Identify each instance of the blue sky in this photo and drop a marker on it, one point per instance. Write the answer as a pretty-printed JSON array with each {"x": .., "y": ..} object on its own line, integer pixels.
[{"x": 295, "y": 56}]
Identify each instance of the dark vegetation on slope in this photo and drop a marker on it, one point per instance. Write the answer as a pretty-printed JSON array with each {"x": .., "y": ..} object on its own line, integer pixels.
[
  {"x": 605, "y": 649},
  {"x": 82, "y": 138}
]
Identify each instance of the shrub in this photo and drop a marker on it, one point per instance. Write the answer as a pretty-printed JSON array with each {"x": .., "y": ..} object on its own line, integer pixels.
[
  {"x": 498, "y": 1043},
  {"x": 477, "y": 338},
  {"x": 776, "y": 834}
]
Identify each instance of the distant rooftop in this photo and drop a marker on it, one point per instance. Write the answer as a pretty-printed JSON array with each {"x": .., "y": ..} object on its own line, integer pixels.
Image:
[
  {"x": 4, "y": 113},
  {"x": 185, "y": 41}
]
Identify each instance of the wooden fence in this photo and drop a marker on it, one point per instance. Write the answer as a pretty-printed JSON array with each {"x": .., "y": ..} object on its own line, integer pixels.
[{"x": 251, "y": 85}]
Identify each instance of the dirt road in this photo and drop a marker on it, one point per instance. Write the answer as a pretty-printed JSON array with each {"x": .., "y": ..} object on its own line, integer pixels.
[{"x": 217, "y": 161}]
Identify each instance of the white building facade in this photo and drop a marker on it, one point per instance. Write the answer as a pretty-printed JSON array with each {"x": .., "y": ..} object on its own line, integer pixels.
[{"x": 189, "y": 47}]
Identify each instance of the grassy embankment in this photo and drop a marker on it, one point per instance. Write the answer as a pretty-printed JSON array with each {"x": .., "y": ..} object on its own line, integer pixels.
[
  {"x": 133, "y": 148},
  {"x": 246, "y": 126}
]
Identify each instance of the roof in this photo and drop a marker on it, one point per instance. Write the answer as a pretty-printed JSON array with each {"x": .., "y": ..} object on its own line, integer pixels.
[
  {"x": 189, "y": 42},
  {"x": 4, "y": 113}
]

Task objective. Extract the listing in its entirety, matching it exactly.

Expected answer.
Identify each instance of the blue sky in this photo and drop a marker on it, one point per instance. Write the answer as a pretty-printed JSON array with each {"x": .., "y": ..} object on its own line, integer pixels.
[{"x": 295, "y": 56}]
Identify each instance of the dark vegetation on slope in this photo and drop a marker on it, one point per instance. Write the answer as a pretty-printed JSON array with each {"x": .., "y": ..} object on its own line, integer pixels.
[
  {"x": 605, "y": 649},
  {"x": 82, "y": 138}
]
Identify each instance of the shrub in this photo and drop a marker on it, one point per instance. Write the answer as a pretty-printed JSON array with each {"x": .., "y": ..} object on its own line, integer pixels.
[
  {"x": 498, "y": 1043},
  {"x": 477, "y": 338},
  {"x": 776, "y": 834}
]
Identify each instance of the distant rooftop in this photo and drop a marker on it, one point per instance. Write the answer as a pretty-printed JSON array with each {"x": .., "y": ..} object on its own line, integer pixels.
Image:
[
  {"x": 4, "y": 113},
  {"x": 185, "y": 41}
]
Identify each instance of the wooden fence in this photo and drop a marker on it, one point per instance. Write the answer as a pretty-printed JSON array with each {"x": .., "y": ..} object on its own line, integer pixels.
[{"x": 251, "y": 85}]
Identify each instance of the dirt road in this photo and drop a marker on it, one point per instance. Write the answer as a pretty-printed JSON array with each {"x": .., "y": ..} object on its own line, integer pixels.
[{"x": 217, "y": 161}]
Identify each instance of the white building facade in this photo and drop a marker on it, one point per instance. Write the answer as a pretty-printed JSON array with each {"x": .., "y": ..} object on its own line, integer pixels.
[{"x": 189, "y": 47}]
Identify each instance of the grassy embankment in this photo and drop a marker on it, one point per instance. Write the answer as a pretty-printed JSON array with each {"x": .., "y": ..} object on its own line, integer pixels.
[
  {"x": 133, "y": 148},
  {"x": 246, "y": 126}
]
Identify each instance of the roof in this photo and drop a marker on it, one point per instance. Write the answer as a pretty-printed JSON array with each {"x": .., "y": ..} object on its own line, integer pixels.
[
  {"x": 189, "y": 42},
  {"x": 4, "y": 113}
]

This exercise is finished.